Gioia Tauro, luglio 1970: storia di una strage fascio-mafiosa

Moti di Reggio Calabria, disordini per la decisione del governo di spostare il capoluogo di regione
Moti di Reggio Calabria, disordini per la decisione del governo di spostare il capoluogo di regione

Sei morti, decine di feriti e un depistaggio durato decenni. La Freccia del Sud, mezzo secolo fa, segna l'inizio degli attentati ai treni durante la strategia della tensione

Moti di Reggio Calabria, disordini per la decisione del governo di spostare il capoluogo di regione
Il  22 luglio 1970, dieci minuti dopo le cinque del pomeriggio, la Freccia del Sud partita da Palermo e diretta a Torino si avvicina alla stazione ferroviaria di Gioia Tauro. Il convoglio, formato da diciotto carrozze più un vagone destinato a bagagliaio, decelera nella zona degli scambi di entrata a una velocità poco sotto i 100 km/h.
A qualche centinaio di metri di distanza il capostazione Isidoro Mazzù sente «un boato tremendo» e si dirige verso la zona da dove proviene il rumore. «Una colonna di fumo», dichiara il ferroviere, «si è subito innalzata alta dal convoglio deragliato. Una scena apocalittica. Il caos più completo. I passeggeri si buttavano giù dalle vetture, cercavano spasmodicamente di afferrare i loro cari, avevano il viso annerito dal fumo e le carni straziate dalle lamiere».

□ □ □

#### COMPITO BREVE 1
Trascrivi il tratto del brano sulla strage di Gioia Tauro che va da «Gioia Tauro, luglio» fino a «i 100 km/h.».

□ □ □

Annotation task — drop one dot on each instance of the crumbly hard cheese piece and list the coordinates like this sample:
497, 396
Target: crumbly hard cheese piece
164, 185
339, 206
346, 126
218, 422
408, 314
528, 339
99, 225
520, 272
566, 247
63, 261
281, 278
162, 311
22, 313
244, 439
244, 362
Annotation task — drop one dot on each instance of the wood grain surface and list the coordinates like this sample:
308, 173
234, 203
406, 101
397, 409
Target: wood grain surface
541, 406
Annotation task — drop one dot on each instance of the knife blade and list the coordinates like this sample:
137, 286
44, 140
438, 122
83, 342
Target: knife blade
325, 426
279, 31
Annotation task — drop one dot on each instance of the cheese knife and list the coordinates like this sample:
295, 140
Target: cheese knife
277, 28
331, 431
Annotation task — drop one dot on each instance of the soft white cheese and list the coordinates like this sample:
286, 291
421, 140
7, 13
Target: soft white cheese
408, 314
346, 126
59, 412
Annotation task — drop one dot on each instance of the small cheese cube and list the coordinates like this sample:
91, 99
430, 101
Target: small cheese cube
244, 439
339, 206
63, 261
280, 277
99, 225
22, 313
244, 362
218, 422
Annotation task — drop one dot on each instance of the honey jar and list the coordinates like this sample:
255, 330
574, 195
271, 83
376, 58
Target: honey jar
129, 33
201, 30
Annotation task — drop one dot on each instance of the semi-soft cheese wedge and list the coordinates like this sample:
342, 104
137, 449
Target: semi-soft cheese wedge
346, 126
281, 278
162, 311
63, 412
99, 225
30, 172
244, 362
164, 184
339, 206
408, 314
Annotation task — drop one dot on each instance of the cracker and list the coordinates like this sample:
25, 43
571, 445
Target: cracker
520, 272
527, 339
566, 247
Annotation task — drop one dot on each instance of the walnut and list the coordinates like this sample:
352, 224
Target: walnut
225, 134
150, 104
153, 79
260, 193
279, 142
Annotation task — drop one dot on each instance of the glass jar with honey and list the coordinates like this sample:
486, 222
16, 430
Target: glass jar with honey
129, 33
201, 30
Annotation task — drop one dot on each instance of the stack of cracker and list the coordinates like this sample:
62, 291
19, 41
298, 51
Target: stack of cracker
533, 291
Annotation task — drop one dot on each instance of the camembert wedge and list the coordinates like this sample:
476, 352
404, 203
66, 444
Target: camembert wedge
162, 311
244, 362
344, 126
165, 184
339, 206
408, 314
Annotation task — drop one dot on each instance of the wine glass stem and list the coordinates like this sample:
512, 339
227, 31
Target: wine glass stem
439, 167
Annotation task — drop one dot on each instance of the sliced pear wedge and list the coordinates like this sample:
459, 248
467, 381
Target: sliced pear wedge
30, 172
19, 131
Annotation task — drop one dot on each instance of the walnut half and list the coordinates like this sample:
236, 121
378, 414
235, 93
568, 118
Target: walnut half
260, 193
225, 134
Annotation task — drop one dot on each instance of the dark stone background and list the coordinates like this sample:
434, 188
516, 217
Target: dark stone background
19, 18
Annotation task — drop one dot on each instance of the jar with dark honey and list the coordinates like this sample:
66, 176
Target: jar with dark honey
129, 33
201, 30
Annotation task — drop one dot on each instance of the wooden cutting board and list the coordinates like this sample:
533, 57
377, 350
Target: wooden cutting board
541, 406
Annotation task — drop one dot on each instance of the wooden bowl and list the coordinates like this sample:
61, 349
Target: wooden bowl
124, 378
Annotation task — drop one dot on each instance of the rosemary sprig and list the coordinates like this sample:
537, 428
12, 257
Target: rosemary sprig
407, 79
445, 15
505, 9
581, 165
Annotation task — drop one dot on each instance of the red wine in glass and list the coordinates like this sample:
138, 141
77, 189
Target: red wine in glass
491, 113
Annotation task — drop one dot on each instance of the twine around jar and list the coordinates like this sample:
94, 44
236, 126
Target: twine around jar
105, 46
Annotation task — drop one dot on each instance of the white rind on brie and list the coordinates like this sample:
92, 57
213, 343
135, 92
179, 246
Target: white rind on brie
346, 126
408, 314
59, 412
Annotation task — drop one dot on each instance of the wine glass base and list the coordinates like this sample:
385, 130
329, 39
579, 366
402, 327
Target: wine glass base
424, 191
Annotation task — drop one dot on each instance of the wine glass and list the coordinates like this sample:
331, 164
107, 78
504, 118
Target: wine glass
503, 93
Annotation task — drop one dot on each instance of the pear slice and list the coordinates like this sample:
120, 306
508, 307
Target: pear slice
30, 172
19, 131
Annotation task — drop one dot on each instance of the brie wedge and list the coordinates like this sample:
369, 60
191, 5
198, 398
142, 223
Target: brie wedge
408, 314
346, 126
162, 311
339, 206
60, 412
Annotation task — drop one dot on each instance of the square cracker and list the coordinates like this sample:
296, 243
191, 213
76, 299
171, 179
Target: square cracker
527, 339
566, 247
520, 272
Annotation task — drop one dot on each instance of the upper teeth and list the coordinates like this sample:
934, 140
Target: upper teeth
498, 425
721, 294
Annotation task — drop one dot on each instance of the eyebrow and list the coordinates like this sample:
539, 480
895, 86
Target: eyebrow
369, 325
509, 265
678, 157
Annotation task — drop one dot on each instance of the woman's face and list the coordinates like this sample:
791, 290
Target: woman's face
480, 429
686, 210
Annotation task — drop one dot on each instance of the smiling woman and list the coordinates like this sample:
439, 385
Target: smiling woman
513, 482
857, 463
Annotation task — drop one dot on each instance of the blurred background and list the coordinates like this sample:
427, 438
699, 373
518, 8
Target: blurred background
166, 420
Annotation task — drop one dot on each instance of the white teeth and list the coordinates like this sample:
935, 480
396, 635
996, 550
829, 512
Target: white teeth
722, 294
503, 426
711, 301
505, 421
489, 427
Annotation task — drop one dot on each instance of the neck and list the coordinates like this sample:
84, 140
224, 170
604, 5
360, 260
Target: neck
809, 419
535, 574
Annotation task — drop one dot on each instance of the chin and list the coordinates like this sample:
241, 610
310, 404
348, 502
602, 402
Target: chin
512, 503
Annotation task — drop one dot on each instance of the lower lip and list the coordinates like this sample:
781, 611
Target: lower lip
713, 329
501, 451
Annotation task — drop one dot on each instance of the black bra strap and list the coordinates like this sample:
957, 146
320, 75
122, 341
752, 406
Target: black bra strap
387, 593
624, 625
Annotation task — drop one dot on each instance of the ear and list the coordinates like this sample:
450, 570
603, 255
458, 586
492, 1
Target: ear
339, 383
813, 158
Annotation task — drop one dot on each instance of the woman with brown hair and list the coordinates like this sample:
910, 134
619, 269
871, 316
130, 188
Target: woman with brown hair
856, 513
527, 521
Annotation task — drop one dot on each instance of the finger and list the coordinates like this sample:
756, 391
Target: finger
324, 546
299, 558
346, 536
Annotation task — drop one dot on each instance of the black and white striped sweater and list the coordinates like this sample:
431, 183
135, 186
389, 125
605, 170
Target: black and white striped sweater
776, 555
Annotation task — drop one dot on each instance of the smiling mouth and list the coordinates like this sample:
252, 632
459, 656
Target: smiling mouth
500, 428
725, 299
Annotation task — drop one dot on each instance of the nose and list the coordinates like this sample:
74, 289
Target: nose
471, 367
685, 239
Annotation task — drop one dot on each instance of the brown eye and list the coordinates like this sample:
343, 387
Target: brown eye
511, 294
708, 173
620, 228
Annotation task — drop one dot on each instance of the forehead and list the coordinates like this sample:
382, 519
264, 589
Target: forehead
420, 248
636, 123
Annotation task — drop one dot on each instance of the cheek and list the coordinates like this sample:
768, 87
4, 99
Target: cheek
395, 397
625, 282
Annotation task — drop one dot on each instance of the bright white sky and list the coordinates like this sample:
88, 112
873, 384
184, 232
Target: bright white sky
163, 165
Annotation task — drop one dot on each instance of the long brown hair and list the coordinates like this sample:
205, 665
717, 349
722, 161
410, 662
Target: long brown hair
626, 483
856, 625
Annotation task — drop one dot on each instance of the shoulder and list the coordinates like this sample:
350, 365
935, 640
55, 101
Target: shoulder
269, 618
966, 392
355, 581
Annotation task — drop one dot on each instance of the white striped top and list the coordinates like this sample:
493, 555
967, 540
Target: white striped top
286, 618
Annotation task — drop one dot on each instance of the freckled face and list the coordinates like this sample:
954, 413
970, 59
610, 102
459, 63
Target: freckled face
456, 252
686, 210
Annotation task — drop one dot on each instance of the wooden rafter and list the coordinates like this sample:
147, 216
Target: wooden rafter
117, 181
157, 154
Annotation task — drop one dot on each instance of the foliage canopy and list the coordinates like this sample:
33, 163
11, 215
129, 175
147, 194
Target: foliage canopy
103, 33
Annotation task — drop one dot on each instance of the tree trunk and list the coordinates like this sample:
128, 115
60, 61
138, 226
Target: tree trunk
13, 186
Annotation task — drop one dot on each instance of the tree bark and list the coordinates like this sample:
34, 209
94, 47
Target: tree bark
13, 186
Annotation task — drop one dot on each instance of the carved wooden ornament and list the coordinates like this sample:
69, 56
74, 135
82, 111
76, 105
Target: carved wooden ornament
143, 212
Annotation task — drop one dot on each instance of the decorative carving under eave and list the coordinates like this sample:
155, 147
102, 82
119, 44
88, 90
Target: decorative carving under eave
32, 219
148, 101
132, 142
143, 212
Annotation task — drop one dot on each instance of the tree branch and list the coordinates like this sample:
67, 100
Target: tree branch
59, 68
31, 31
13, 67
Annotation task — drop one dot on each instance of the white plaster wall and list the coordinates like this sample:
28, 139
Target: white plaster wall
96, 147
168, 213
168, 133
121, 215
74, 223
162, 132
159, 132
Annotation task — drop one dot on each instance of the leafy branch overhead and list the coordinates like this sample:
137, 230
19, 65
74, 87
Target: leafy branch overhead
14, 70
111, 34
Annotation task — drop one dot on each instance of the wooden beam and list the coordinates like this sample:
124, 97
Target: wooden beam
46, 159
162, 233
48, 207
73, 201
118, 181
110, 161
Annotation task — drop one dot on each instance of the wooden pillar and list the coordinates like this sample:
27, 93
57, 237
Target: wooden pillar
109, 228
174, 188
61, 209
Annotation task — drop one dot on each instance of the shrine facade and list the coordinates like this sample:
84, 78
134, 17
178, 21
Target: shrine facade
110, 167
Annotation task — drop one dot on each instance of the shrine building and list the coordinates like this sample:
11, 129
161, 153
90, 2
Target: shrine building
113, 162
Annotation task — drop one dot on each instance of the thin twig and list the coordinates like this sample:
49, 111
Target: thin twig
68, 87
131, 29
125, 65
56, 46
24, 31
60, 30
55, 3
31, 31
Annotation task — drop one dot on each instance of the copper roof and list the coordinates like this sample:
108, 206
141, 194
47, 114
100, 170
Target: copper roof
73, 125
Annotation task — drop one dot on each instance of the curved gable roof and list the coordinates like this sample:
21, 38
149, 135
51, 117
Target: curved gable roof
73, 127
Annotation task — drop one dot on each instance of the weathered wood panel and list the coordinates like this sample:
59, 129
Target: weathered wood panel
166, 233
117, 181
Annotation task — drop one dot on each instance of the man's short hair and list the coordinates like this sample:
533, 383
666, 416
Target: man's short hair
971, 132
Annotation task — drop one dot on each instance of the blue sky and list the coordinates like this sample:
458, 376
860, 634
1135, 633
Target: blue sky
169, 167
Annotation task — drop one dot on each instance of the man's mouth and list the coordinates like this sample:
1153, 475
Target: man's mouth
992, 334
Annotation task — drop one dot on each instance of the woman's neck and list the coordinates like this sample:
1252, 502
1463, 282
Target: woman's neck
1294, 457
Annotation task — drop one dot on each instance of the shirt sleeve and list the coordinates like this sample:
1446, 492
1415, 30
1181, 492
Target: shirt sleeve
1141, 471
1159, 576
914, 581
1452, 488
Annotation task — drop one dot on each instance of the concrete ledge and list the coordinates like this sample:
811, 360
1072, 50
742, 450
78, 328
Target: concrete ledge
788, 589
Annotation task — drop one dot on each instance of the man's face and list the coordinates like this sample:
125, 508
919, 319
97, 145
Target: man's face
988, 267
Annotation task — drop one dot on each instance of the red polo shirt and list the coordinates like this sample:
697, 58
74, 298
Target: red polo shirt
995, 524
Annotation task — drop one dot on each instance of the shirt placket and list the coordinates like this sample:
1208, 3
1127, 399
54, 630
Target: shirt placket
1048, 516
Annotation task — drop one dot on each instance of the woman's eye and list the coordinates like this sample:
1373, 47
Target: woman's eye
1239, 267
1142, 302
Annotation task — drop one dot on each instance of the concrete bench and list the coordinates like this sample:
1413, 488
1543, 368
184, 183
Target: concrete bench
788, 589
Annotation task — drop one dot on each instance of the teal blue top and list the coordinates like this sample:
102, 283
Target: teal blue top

□ □ □

#### COMPITO BREVE 2
Estrai dai record tutte le righe in cui compare la stringa «decorative».

#### RISPOSTA 1
Gioia Tauro, luglio 1970: storia di una strage fascio-mafiosa

Moti di Reggio Calabria, disordini per la decisione del governo di spostare il capoluogo di regione
Moti di Reggio Calabria, disordini per la decisione del governo di spostare il capoluogo di regione

Sei morti, decine di feriti e un depistaggio durato decenni. La Freccia del Sud, mezzo secolo fa, segna l'inizio degli attentati ai treni durante la strategia della tensione

Moti di Reggio Calabria, disordini per la decisione del governo di spostare il capoluogo di regione
Il  22 luglio 1970, dieci minuti dopo le cinque del pomeriggio, la Freccia del Sud partita da Palermo e diretta a Torino si avvicina alla stazione ferroviaria di Gioia Tauro. Il convoglio, formato da diciotto carrozze più un vagone destinato a bagagliaio, decelera nella zona degli scambi di entrata a una velocità poco sotto i 100 km/h.

#### RISPOSTA 2
Annotation task — drop one dot on each instance of the decorative carving under eave and list the coordinates like this sample:
Target: decorative carving under eave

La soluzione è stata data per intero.